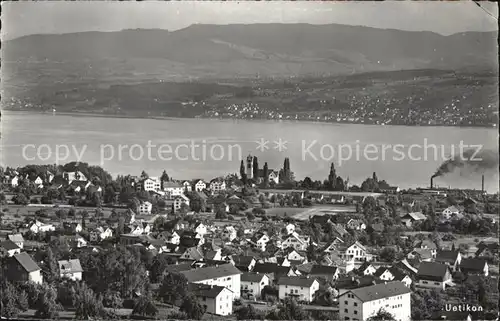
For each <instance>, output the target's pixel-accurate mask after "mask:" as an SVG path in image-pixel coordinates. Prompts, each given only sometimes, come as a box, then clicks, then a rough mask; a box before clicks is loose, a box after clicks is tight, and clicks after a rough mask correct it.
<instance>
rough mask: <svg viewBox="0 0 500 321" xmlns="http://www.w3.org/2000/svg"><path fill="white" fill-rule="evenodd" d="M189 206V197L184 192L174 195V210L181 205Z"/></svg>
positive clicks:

* * *

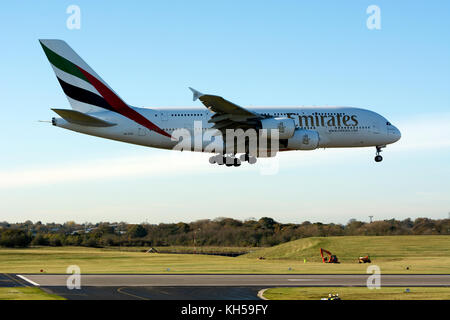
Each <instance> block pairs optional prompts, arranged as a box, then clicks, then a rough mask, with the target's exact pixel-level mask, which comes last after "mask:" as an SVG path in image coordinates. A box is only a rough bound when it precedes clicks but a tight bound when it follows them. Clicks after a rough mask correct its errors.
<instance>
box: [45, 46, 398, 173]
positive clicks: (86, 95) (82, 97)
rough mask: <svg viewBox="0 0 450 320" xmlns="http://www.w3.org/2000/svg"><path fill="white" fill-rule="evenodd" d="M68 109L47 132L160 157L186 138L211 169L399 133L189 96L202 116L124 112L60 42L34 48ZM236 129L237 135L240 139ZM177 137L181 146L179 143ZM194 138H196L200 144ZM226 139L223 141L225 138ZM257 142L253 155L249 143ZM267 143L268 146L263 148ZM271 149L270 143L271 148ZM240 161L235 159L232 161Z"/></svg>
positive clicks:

> **YOUR TASK**
Count the lines in the rows above that contain the string "clicks", treating case as significant, and give only the number.

> **YOUR RESPONSE**
5